What you need to do: Rescale everything in the data below from the line containing "Task: pin the wooden beam" down to the line containing "point(215, 580)", both ends included. Reproduce every line, requests too, but multiply each answer point coordinate by 1.15 and round to whole numbers, halves up. Return only those lines.

------------------------------

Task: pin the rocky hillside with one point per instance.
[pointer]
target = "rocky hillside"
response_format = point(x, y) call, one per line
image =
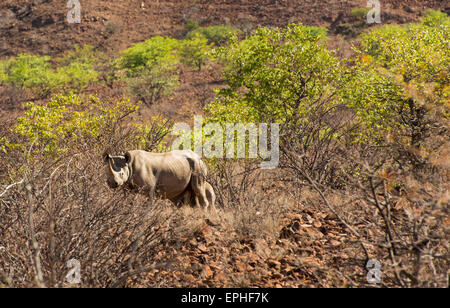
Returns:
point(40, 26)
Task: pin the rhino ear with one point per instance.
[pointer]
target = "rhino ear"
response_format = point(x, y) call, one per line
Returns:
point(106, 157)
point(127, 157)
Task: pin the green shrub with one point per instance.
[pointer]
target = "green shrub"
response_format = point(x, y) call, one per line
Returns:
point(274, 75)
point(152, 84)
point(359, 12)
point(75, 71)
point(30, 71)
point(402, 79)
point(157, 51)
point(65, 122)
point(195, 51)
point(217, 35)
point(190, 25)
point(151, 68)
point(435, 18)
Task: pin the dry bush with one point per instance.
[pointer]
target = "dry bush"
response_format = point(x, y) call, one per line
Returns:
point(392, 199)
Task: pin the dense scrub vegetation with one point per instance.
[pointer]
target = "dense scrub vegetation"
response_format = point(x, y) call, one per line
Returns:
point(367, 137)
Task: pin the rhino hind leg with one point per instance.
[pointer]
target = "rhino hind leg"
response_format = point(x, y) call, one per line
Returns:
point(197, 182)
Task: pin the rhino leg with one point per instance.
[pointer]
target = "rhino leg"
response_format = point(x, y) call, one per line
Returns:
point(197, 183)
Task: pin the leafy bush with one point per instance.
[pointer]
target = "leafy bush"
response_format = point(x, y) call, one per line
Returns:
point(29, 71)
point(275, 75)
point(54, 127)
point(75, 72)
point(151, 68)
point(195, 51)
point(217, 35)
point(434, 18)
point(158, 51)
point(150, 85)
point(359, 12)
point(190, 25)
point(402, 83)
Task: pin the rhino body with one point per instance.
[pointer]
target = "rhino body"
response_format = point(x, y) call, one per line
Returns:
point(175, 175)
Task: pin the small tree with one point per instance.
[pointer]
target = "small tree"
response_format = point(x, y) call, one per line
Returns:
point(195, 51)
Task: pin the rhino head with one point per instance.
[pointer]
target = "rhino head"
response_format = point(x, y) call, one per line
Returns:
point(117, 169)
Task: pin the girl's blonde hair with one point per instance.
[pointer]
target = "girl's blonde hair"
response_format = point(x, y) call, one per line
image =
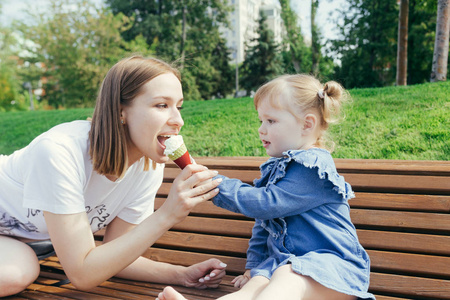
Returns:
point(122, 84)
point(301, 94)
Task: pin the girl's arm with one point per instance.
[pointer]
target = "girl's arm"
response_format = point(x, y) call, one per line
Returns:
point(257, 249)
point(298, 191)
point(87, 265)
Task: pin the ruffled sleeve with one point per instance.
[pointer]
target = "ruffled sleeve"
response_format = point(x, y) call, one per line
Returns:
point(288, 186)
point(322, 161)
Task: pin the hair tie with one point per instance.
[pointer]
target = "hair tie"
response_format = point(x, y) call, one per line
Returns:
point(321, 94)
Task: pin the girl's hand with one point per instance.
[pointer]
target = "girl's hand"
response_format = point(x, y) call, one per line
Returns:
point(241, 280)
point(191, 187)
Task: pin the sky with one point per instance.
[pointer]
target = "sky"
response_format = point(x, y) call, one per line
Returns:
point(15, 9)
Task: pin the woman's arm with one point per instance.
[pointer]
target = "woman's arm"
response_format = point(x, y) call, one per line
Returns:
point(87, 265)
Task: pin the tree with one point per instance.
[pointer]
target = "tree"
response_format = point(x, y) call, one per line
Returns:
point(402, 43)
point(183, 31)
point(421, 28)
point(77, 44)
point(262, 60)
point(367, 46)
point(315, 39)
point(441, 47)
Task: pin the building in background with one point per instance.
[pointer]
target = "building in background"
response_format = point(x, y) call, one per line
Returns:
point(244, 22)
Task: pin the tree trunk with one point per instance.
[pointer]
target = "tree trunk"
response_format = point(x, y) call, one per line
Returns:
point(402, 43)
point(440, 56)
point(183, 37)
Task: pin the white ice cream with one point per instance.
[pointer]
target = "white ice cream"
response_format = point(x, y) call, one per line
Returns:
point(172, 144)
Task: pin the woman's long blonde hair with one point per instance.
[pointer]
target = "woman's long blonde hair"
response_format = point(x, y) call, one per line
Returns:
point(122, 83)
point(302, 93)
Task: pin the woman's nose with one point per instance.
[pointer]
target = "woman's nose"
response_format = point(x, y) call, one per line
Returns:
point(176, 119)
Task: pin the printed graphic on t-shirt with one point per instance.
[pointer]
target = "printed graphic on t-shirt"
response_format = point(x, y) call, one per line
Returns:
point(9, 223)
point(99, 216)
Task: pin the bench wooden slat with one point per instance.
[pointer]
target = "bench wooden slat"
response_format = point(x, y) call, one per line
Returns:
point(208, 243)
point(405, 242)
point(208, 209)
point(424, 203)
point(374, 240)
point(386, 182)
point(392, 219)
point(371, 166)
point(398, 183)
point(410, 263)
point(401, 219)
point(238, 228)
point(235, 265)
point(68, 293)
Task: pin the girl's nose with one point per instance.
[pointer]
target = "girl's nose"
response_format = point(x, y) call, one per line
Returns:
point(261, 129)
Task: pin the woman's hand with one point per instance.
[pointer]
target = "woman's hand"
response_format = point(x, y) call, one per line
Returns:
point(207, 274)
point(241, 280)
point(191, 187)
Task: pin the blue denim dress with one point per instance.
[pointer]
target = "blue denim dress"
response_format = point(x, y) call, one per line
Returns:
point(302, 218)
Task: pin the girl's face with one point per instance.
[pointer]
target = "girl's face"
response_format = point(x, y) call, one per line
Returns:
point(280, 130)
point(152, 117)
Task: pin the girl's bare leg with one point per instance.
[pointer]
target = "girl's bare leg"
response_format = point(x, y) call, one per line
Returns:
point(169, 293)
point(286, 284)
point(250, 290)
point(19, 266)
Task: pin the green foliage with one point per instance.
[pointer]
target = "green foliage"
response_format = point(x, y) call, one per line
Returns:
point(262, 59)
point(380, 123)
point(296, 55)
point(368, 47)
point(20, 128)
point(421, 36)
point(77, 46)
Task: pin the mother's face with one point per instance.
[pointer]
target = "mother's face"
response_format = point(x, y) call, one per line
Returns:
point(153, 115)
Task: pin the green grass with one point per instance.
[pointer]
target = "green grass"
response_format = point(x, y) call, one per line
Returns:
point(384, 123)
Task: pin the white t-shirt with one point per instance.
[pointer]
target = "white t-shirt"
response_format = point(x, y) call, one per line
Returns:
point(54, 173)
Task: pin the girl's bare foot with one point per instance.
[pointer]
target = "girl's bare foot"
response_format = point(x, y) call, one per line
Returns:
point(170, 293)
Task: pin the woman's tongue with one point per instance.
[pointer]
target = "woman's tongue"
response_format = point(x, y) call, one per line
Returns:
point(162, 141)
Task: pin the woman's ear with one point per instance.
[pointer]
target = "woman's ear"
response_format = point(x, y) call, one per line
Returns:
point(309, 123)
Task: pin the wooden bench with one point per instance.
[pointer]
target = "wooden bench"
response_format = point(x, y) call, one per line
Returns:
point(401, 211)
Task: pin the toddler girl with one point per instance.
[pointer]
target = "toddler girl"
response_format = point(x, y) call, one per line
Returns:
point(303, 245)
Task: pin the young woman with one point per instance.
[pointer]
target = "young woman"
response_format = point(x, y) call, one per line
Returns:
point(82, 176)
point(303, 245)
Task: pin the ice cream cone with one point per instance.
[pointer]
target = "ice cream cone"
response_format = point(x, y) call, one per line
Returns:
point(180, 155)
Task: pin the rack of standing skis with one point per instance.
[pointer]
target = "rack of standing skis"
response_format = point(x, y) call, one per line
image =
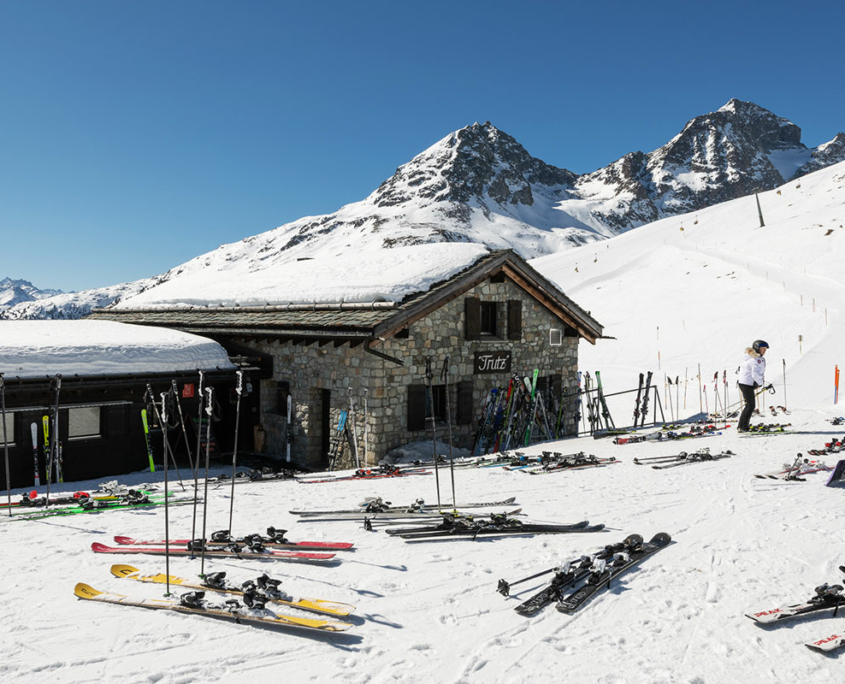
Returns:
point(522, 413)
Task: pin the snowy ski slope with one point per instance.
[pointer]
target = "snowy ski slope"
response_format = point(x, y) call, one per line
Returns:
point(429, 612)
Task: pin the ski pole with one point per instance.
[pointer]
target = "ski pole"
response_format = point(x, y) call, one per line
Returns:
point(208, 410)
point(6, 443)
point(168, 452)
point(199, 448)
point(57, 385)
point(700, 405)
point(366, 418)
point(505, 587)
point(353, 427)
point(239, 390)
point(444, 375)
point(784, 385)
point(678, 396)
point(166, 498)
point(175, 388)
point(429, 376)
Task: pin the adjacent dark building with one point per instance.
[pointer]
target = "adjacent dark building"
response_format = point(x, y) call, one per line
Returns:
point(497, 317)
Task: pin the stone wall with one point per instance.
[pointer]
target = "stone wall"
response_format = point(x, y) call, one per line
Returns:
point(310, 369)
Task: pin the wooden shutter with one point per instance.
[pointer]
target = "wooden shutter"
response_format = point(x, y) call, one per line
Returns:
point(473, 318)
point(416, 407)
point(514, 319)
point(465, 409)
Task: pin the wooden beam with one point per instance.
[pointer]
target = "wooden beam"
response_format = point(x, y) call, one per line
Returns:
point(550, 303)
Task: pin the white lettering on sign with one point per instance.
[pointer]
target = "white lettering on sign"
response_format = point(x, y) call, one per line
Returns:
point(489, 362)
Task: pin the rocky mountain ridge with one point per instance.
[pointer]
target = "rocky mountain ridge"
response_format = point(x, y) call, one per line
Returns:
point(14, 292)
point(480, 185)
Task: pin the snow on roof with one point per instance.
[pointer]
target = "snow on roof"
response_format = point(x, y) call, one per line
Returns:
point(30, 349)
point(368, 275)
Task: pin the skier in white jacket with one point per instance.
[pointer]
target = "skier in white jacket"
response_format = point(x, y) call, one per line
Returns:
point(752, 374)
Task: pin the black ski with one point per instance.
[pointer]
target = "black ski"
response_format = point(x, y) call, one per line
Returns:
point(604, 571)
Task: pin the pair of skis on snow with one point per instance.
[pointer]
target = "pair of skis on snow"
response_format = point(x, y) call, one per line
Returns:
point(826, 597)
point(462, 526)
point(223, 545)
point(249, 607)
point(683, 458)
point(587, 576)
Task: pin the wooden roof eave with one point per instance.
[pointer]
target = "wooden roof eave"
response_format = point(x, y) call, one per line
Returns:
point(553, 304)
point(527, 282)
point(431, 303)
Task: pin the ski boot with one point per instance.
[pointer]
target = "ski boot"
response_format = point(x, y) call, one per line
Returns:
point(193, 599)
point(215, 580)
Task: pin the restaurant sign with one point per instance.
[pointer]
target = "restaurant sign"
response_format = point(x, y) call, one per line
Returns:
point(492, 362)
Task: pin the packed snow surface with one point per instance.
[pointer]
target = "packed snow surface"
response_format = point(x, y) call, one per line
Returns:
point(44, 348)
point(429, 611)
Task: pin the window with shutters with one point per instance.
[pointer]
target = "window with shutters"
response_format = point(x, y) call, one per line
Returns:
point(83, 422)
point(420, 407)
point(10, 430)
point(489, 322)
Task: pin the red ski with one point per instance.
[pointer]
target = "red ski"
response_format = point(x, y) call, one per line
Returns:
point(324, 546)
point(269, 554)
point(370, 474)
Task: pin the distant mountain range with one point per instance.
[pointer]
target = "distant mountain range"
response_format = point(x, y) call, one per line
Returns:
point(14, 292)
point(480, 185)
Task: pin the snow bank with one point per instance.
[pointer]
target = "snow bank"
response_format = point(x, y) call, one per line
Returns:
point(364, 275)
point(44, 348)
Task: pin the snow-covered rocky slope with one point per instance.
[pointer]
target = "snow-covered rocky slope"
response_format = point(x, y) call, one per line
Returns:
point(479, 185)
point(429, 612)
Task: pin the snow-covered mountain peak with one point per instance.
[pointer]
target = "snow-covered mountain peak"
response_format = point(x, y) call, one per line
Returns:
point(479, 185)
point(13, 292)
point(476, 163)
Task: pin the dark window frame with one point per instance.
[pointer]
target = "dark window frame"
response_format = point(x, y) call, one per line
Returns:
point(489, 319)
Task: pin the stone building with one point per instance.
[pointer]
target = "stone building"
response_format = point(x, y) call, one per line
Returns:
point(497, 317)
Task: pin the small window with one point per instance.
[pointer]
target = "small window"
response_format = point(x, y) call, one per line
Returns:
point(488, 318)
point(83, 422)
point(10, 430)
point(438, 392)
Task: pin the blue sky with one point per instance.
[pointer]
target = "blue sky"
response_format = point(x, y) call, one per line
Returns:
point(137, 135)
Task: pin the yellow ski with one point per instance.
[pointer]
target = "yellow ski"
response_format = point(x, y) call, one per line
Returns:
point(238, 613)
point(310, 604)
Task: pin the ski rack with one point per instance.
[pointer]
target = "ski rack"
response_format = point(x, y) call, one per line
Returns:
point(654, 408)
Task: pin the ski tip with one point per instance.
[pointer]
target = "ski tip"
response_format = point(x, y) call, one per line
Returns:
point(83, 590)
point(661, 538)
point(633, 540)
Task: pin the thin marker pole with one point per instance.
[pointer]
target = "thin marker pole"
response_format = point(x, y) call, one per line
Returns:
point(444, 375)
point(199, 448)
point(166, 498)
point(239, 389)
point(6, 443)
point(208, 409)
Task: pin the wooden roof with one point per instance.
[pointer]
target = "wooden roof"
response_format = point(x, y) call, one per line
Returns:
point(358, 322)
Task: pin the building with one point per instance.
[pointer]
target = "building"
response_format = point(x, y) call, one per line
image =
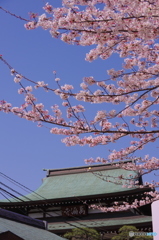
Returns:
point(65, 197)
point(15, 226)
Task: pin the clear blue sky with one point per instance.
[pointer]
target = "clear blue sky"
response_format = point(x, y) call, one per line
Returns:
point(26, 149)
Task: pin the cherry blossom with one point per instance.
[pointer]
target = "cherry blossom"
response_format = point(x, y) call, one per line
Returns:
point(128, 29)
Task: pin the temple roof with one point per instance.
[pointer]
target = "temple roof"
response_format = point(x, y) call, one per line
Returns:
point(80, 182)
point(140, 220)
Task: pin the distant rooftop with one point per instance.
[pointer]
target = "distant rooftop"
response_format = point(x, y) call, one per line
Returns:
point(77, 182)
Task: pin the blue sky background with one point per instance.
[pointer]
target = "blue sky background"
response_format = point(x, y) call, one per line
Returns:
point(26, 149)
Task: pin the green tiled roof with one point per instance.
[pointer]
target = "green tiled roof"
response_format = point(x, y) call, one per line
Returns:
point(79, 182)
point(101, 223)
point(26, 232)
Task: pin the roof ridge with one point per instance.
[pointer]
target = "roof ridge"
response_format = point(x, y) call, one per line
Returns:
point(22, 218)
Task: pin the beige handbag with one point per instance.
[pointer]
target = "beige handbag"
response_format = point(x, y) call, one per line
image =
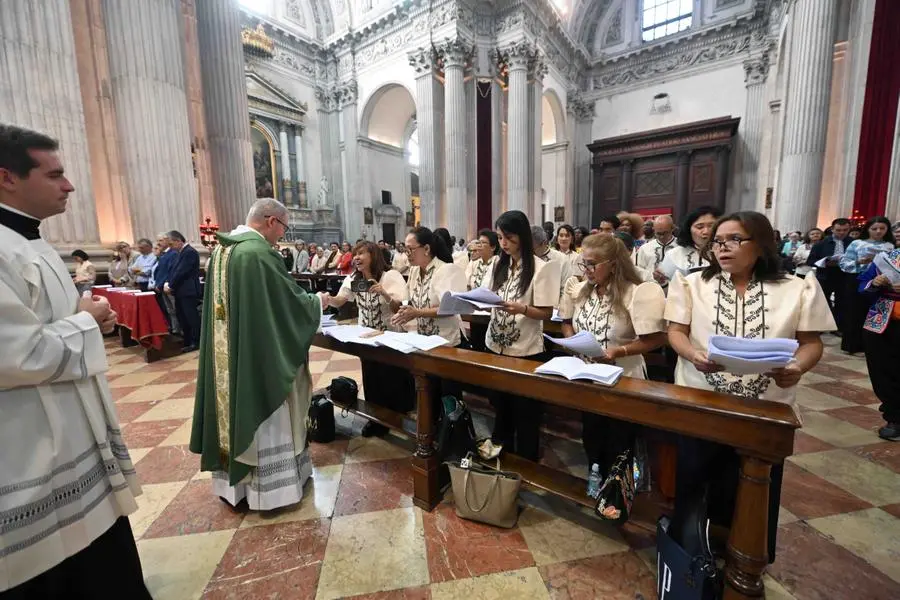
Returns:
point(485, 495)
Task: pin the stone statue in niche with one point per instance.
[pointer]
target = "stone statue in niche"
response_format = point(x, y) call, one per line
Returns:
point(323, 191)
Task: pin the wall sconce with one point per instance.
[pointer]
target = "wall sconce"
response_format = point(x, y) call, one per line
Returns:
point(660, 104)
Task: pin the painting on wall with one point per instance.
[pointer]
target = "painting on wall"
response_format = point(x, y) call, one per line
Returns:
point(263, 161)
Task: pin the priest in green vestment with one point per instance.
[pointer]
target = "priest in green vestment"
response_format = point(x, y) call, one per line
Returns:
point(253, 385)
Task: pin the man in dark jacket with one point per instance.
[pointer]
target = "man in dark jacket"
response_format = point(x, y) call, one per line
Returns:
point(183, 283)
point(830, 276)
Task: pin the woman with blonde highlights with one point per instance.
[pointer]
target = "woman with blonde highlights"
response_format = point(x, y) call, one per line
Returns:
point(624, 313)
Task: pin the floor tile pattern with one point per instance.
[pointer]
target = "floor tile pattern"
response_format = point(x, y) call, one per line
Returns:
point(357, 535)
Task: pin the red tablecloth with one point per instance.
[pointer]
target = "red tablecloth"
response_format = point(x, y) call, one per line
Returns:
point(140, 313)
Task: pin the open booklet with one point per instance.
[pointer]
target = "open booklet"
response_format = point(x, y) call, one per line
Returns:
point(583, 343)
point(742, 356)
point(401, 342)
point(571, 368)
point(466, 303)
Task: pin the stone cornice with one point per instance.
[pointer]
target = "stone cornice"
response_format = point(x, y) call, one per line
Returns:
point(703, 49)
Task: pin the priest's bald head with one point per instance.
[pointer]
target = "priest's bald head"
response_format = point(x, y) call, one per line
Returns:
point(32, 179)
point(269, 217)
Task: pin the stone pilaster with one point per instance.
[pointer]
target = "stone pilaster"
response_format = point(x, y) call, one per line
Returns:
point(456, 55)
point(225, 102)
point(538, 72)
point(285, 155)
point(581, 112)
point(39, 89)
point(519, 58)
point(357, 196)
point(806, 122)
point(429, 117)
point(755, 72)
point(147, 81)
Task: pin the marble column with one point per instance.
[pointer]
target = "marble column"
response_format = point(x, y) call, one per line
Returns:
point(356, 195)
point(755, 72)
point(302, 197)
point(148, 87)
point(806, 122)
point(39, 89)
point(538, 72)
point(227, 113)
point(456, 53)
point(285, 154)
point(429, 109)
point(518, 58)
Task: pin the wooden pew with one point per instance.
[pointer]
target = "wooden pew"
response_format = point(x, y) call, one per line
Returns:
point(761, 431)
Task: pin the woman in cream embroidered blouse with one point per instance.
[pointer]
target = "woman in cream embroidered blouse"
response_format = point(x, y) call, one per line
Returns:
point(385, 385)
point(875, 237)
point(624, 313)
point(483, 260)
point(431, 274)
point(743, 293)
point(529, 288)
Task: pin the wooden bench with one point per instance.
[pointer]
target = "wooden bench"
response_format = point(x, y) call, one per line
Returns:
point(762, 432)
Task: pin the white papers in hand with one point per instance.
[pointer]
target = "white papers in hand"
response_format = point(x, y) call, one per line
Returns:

------------------------------

Task output:
Task: pin the wooden beam with one point per instance.
[pointer]
target = "wooden beam"
response_format = point(x, y) call, one per line
Returns:
point(633, 348)
Task: pin the white lettering on sign with one point per instance.
[pointer]
target = "white lettering on sign"
response_format = point(x, y) call, one per line
Returns:
point(562, 416)
Task: pin the rocky mountain ridge with one point per instance.
[pointer]
target = "rocky mountain ridge"
response_format = point(x, y) call, one per line
Returns:
point(16, 336)
point(552, 213)
Task: pin the snow on roof with one point per instance.
[pointer]
target = "snow on roof"
response_format = point(x, y) call, one per line
Returns:
point(35, 401)
point(423, 316)
Task: pin the skier in white jacket with one point per instance.
[pointer]
target = "skier in white jacket"
response_format = point(x, y) call, one per line
Returns:
point(865, 430)
Task: pin the black ski with one point per instance.
[pointer]
target = "black ski"
response_format = point(x, y) call, one per line
Returns:
point(695, 657)
Task: pin the pair of skis on snow with one point per instance.
[pointer]
target = "pair of skis on snow"
response_format = point(x, y) call, one per line
Returns:
point(950, 687)
point(531, 605)
point(256, 627)
point(286, 698)
point(785, 527)
point(675, 662)
Task: pin the wooden roof eave with one point per instance.
[pointer]
target = "wooden roof eave"
response_format = point(x, y) call, one per line
Returns:
point(636, 350)
point(606, 324)
point(496, 348)
Task: pin the ski boot with one point per instance.
[pointer]
target = "ski boot"
response_format = point(x, y) call, one per line
Returns:
point(222, 689)
point(247, 667)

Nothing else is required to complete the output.